About this task - Line by line, retype the data exactly as it is given.

Data for this exercise -
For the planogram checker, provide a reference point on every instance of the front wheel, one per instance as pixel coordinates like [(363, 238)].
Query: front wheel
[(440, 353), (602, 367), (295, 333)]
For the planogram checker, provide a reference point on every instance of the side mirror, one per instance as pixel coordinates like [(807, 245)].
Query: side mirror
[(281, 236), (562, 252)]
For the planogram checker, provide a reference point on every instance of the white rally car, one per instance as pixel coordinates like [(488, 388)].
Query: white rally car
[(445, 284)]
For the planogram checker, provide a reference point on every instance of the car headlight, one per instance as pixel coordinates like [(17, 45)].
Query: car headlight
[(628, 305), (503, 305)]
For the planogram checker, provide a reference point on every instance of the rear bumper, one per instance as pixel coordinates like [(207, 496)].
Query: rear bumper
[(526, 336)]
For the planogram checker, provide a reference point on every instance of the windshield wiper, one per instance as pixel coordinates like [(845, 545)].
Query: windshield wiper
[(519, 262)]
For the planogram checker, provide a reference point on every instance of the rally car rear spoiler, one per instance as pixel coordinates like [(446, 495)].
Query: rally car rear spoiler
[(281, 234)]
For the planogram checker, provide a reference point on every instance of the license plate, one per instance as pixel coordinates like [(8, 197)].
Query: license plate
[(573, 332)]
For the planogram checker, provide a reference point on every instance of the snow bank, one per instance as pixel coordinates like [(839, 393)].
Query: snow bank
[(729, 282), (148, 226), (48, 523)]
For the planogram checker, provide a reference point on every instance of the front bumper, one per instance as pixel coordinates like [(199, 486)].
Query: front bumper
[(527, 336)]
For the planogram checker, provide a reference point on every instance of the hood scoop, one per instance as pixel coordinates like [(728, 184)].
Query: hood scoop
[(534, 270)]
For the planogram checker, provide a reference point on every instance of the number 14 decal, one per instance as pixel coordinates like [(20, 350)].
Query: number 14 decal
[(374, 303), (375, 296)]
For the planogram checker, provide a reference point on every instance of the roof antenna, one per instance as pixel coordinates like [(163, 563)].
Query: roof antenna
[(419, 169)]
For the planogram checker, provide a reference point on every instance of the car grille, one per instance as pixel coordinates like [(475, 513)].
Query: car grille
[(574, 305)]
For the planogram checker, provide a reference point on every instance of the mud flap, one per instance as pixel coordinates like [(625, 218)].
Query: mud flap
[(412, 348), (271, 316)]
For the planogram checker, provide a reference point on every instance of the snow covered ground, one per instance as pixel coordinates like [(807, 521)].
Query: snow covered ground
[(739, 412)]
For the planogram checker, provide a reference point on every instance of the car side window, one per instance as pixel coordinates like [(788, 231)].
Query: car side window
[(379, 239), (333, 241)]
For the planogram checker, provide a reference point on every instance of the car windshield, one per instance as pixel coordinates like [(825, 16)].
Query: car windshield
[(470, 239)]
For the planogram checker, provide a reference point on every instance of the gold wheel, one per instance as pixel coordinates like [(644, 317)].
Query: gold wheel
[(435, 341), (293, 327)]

Problem solution -
For the planogram checker, provide a reference point on every instance of the front wheel, one per instance as pixel coordinates like [(363, 238)].
Query: front wheel
[(440, 353), (602, 367), (295, 333)]
For the planogram checker, provide a reference point on every instance of the side mirror, one per instance as pixel coordinates like [(807, 245)].
Query: side mirror
[(281, 236), (562, 252)]
For the planogram checker, provide a reference point on every instance of the white rally car, one per instance as pixel coordinates like [(488, 388)].
Query: white rally car
[(445, 284)]
For the planogram checker, provide a reference point on every instance of the car headlight, one per instance as pixel coordinates like [(17, 45)].
Query: car headlight
[(628, 305), (503, 305)]
For the planogram checker, provide a reference point on every instance of the rear bumper, one per instance as pixel coordinates like [(207, 496)].
Query: rear bumper
[(526, 336)]
For the planogram checker, provide a reference point on every instance of the windshield wiper, one per instance as pixel coordinates like [(845, 545)].
Query: windshield wiper
[(519, 262)]
For the planogram checker, provide a reference point on every instance of the rally car rear spoiler, one per instance as pixel coordinates like [(446, 495)].
Query: rally car rear spoiler
[(281, 234)]
For the planogram checker, provide a reference point on every instance of the license plate, one per instance as pixel coordinates like [(8, 197)].
Query: license plate
[(573, 332)]
For the planogram checker, provide a reference point on every instance of the snow bank, one per instance as pixel coordinates like [(839, 393)].
Query: snow bank
[(729, 282), (148, 226), (48, 523)]
For the planogram checker, provide a reference point on every instance of the front bumper, one per instance as pixel coordinates like [(199, 486)].
Query: front bumper
[(527, 336)]
For the planogram checker, provide a reference point on every instance of the hood scoop, one per instance as pixel coordinates like [(728, 184)].
Query: hood scoop
[(534, 270)]
For the planogram checker, provide a reference point on every instance of the number 14 decal, one per instance as pixel coordinates like [(20, 350)].
Query: number 14 decal
[(374, 303), (375, 296)]
For the planogram checker, provide a reference point on every instance of the roof antenna, one per instance as pixel coordinates like [(163, 563)].
Query: roof antenna
[(419, 169)]
For the planogram checker, provide a reference point on every instance of the car grille, one per instance as pixel coordinates like [(475, 513)].
Query: car grille
[(574, 305)]
For the planogram checker, provide a reference point on every instance of the mud flap, one per instance as pixel coordinates like [(625, 218)].
Query: mud flap
[(412, 348), (271, 316)]
For the planogram checker, provide a reference point on every instance of the snow covered ground, one per instance as pixel coordinates like [(807, 521)].
Query: snow covered ground
[(739, 412)]
For the planogram checker, provide a reference point on every instance of the car side window, one per instance as pixel coordinates like [(788, 231)].
Query: car side window
[(379, 239), (333, 241)]
For the planogram checker, provide a reference point on every instance of the car windshield, one per instance as pixel coordinates like [(825, 16)].
Query: car windshield
[(470, 239)]
For the planogram checker, provide a reference point on every instance of the gold wheel, one per instance as pixel coordinates like [(644, 317)].
Query: gold wheel
[(435, 341), (293, 327)]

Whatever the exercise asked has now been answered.